* _Problem_
Repeat the data exactly, so that every line matches the original.

===

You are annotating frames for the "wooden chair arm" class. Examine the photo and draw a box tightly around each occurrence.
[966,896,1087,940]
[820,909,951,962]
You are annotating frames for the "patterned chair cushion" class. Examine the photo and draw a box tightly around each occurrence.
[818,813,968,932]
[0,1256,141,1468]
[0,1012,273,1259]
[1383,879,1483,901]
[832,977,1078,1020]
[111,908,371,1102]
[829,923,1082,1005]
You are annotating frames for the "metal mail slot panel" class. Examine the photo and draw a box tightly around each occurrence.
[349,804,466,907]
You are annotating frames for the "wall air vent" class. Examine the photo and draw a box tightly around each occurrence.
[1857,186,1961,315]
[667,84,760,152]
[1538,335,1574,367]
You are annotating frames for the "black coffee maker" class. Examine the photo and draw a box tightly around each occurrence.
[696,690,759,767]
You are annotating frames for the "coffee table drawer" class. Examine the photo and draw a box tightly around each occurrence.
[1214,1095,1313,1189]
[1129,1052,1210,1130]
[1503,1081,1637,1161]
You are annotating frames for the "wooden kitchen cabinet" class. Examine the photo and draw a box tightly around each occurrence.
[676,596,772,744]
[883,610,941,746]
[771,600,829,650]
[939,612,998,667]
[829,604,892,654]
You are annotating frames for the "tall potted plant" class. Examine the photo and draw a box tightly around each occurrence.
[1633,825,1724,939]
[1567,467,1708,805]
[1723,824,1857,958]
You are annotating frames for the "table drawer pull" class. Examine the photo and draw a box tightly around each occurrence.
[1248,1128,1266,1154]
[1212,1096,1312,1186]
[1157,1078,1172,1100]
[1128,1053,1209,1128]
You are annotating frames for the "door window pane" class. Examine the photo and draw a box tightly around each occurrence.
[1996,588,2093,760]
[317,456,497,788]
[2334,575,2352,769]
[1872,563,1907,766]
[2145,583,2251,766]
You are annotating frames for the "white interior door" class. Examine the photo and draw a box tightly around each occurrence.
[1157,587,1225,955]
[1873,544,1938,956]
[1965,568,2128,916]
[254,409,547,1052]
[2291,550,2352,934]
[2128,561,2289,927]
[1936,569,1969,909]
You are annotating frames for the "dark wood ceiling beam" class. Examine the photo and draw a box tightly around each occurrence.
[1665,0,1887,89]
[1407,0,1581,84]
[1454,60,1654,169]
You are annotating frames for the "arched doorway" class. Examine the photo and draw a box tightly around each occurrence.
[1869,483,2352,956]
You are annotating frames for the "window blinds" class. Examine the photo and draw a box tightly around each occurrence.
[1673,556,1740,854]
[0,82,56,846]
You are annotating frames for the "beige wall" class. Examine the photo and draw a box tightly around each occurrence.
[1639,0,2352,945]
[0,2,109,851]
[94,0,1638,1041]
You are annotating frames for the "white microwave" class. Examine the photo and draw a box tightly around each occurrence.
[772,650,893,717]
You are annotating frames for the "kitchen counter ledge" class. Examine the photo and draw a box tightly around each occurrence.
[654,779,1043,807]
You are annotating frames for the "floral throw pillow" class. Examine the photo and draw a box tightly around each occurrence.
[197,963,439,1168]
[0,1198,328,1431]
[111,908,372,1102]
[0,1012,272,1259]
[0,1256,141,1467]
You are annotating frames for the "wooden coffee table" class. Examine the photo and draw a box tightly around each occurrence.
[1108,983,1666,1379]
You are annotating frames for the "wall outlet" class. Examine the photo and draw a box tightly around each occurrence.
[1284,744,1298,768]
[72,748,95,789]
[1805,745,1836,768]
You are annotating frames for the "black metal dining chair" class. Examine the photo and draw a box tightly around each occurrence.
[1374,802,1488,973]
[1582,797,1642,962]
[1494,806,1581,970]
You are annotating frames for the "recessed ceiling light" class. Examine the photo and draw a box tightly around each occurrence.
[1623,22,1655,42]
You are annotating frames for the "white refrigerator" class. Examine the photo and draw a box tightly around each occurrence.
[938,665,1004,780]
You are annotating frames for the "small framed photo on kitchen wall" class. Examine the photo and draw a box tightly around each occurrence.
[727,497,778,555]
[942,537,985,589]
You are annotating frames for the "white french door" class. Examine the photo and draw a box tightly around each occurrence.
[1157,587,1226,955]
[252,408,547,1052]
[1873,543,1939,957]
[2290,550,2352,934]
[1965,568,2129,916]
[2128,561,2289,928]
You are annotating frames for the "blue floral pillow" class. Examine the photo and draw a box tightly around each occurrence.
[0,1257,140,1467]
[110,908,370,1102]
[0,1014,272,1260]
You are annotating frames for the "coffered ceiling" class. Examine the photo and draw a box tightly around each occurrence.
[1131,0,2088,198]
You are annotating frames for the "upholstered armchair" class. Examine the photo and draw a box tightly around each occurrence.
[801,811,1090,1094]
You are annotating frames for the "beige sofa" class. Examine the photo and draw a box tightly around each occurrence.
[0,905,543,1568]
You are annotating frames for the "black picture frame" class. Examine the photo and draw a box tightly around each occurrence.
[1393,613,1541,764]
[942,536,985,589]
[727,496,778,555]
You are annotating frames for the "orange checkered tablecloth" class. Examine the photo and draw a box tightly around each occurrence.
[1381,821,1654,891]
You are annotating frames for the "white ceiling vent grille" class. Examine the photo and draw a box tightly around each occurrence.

===

* _Response area_
You are annotating frames for the "wooden chair arm" class. Examine the photo and draw a box tightly around each occurrence.
[966,896,1087,940]
[820,909,951,962]
You are annotating frames for the "patterned chair cushion" class. Examine the photo and draw a box tightly around each occurrence.
[818,813,968,932]
[0,1256,141,1468]
[0,1012,273,1259]
[1383,879,1483,901]
[832,977,1078,1020]
[111,908,371,1102]
[829,923,1082,1005]
You are annotating frames for the "metal mail slot panel" class. Examine the photo and draw a box tightly around each occurrence.
[349,804,466,907]
You are annotating frames for the "wall air vent" class. Examine the photo and draw a box tightly around each occurrence.
[1857,186,1961,315]
[667,84,760,152]
[1538,335,1574,367]
You are annotating frames for the "black coffee maker" class. Examine the photo and draw a box tightly around each occurrence.
[696,690,759,767]
You are annotating frames for the "coffee table drawer" class. Examine the photo and draw a box tightly around each occurrence.
[1214,1095,1313,1189]
[1129,1052,1210,1130]
[1503,1081,1637,1161]
You are annotating frames for the "wooden kitchen cabinet" class. Examine the photo and draw a box tightly around each occurrence.
[676,596,772,744]
[883,610,941,746]
[771,600,829,650]
[939,612,998,667]
[829,604,892,654]
You are annotating frames for the "tall potted plant" class. Examine the photo and draw a box tightly around each occurrence.
[1633,825,1724,939]
[1567,467,1708,805]
[1723,824,1857,958]
You are annotating frames for the "table drawer pull" class. Examine the photo and draw a box tightly around each occurrence.
[1248,1128,1266,1154]
[1212,1096,1312,1186]
[1157,1078,1172,1100]
[1128,1053,1209,1128]
You are annotating frames for the "door window pane" class. Examine the photo and draw a box tightly around each occurrence.
[1996,588,2093,760]
[317,456,497,788]
[2334,575,2352,769]
[1872,563,1907,766]
[2145,583,2251,766]
You are annotating frames for the "white interior door" class. Examine the photo and draw a box tightly around each occurrence.
[1157,587,1225,955]
[1873,544,1938,956]
[1965,568,2128,916]
[254,409,547,1052]
[2291,550,2352,934]
[2128,561,2289,927]
[1936,569,1969,909]
You are annotating frames for the "dark wood ceiling beam" class. Examine the photo and draw a box tightly around each occurrence.
[1665,0,1887,89]
[1407,0,1581,84]
[1454,60,1654,169]
You are annotating frames for the "arched doorway" class. Examine the photo and draw a box tightly around each occurrence.
[1869,483,2352,956]
You are annotating frames for the "window blinds" class. Examine the photo and draw a box tightly around each occurrence.
[1673,556,1740,854]
[0,82,56,846]
You are annotating frames for the "beige wall" class. Examine the photo and draw a box tightly around each occurrence.
[1639,0,2352,945]
[0,2,109,851]
[94,0,1638,1041]
You are annotating frames for the "white microwave" class. Examine the photo and draw a box tightly around each occurrence.
[772,650,893,717]
You are annotating frames for the "kitchen counter ledge" class. Examine the photo and draw a box tightly around each occurrence.
[654,779,1043,807]
You are annotating frames for the "floral throw pillow" class. Examine the photo and draw a box tightly around each occurrence.
[197,963,439,1168]
[0,1198,328,1431]
[111,908,372,1102]
[0,1012,272,1259]
[0,1256,141,1467]
You are annotating frames for the "wooden coffee table" class. Examine the photo and draw a box tightly around each occurrence.
[1108,983,1666,1379]
You are annotating frames for the "wall outlet" class. Examine the photo and draw a box tightly around each occurrence.
[1284,744,1298,768]
[72,748,95,789]
[1805,745,1836,768]
You are annotating frames for the "black metal dining chair" class. Examine the photo and draw a box tightly around each occurrence.
[1374,802,1488,973]
[1582,797,1642,962]
[1494,806,1581,970]
You are annotating frames for the "recessed ceiling light" class. Examine the photo and draw a box tightly around each occurrence.
[1623,22,1655,42]
You are annotating frames for the "white refrigerator" class. Examine the photo and draw a box tightly around each occurrence.
[938,665,1004,780]
You are annotating frames for the "small framed photo on kitchen wall" class. Examine the photo and draw a box tightly around each occurrence.
[727,497,778,555]
[942,537,985,589]
You are annotating frames for the "white french door" class. Examine the photo and draw a box tightly around each occurrence.
[1157,587,1226,955]
[252,408,547,1052]
[1873,543,1939,957]
[2290,550,2352,934]
[1965,568,2129,916]
[2128,561,2289,928]
You are annotating frames for the "blue floral pillow" class. Examine the photo and draw a box tightly around each occurrence.
[0,1257,140,1467]
[110,908,370,1102]
[0,1014,272,1260]
You are annotating frames for the "coffered ceiling" class. Examine the photo and draw a box tightly around each occurrence.
[1131,0,2088,198]
You are annotating frames for the "upholstered armchair" class. Examine the photo and draw a box tightly around each occurrence.
[801,811,1090,1094]
You are annotating frames for the "beige sofa" class. Examine the photo and draw a box tightly around each occurrence.
[0,905,543,1568]
You are annotating frames for the "black picture frame" class. Examine the photo and draw a box tightly around each occurrence.
[1393,613,1541,764]
[942,536,985,589]
[727,496,778,555]
You are annotating frames for the "orange checkered tablecloth" class. Examine the photo and draw a box tightly around each occurrence.
[1381,821,1654,891]
You are annotating frames for the "white ceiling vent grille" class. Examine the photo and draw a box tightly around each occurrence.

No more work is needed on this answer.